== Supplied passage

Friday, 11 January 2013

Thomas, Frost, Farjeon: The Dark Earth and the Light Sky

"He looks on English things impatiently, but also as a lover might look upon his beloved for the last time. He seems always conscious that a world is coming to an end, though he never says so, it is his tone and it is the tone of his poems; which has taken us fifty years to hear." (P J Kavanagh)

"He is the father of us all." (Ted Hughes)

Last night I went to see The Dark Earth and the Light Sky, a play at Islington's Almeida Theatre about World War I poet Edward Thomas (Pip Carter), his great friends and poets Robert Frost (Shaun Dooley) and Eleanor Farjeon (Pandora Colin), and his wife Helen Thomas (Hattie Morahan). It was written by Nick Dear and directed by Richard Eyre. The play is just ending its world premiere run in London, and it has been extremely well reviewed. I found it to be one of the most powerful and moving plays I have seen in the last few years.

I think the first poem I read by Thomas was probably 'Rain', and probably some years ago. While beautifully written, it remains one of the most suicidally depressing poems I have ever read, and it didn't exactly encourage me to read on in his body of work. However, his name is one which recurs the more you delve into English and British poetry. Witness the quotation from Ted Hughes, above. Many great poets, including the likes of Dylan Thomas, Auden, and Heaney, cite him as an enormous influence, or even a catalyst for their own writing. At the same time, he is not exactly a household name, although I think he is now being studied for GCSEs or A-levels (unfortunately, this may not endear him to a future generation of young readers.)

I booked my ticket for The Dark Earth and the Light Sky several weeks ago, when I realised that it was a) about poetry and poets, and b) was likely to sell out because of how well it has been received and because the Almeida is a small theatre. I gradually, started reading a few more of his poems, and discovered that my initial impressions of him were very limited and rather inaccurate. I had seen him as a poet very much of his time, and mainly pastoral. (I also knew that while he was considered a "war poet", and he died in the war, his poems weren't mostly about the war.)

====

● Set task 1
Condense the paragraph of the review that begins "Last night I went to see" into a bulleted list that keeps its main facts.
● Set task 2
According to the review, which Thomas poem does the writer think was probably the first one they read?

== Given entries

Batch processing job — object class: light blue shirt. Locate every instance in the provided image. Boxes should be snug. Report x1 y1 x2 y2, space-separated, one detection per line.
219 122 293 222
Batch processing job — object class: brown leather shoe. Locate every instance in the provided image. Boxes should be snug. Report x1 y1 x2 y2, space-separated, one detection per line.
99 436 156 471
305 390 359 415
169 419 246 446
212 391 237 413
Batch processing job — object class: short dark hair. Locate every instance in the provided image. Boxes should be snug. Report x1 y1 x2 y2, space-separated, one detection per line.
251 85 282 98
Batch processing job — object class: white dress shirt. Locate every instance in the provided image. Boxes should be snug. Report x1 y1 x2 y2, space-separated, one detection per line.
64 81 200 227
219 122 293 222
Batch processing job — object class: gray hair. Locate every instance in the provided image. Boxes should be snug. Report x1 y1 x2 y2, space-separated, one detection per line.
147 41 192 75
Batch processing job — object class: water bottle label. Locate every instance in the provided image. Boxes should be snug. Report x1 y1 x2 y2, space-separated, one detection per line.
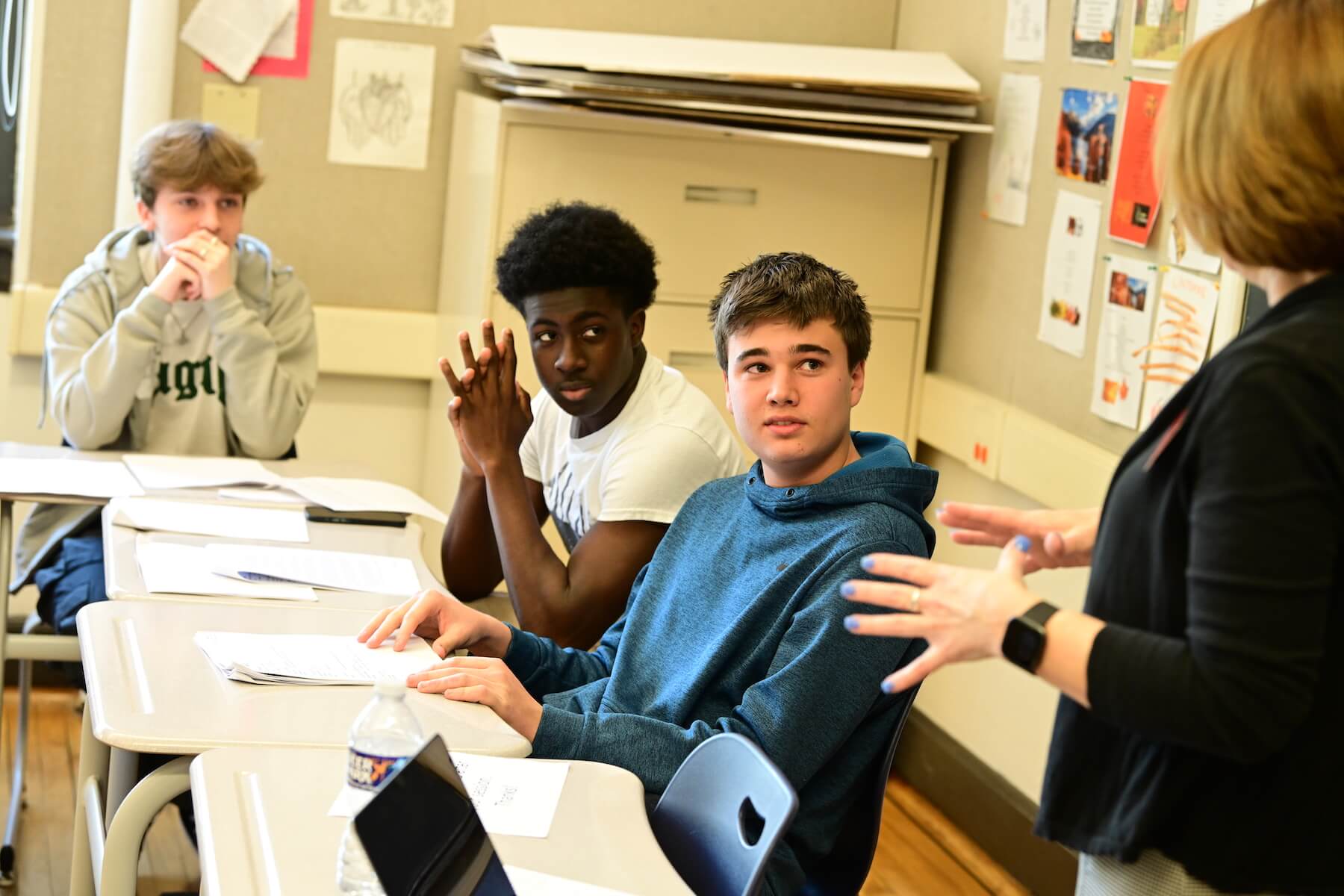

====

● Written response 1
- Play: The Dark Earth and the Light Sky, at Islington's Almeida Theatre
- Subject: World War I poet Edward Thomas (Pip Carter), his friends and fellow poets Robert Frost (Shaun Dooley) and Eleanor Farjeon (Pandora Colin), and his wife Helen Thomas (Hattie Morahan)
- Writer: Nick Dear; director: Richard Eyre
- Status: ending its world premiere run in London, extremely well reviewed
- Verdict: one of the most powerful and moving plays the writer has seen in the last few years

● Written response 2
'Rain'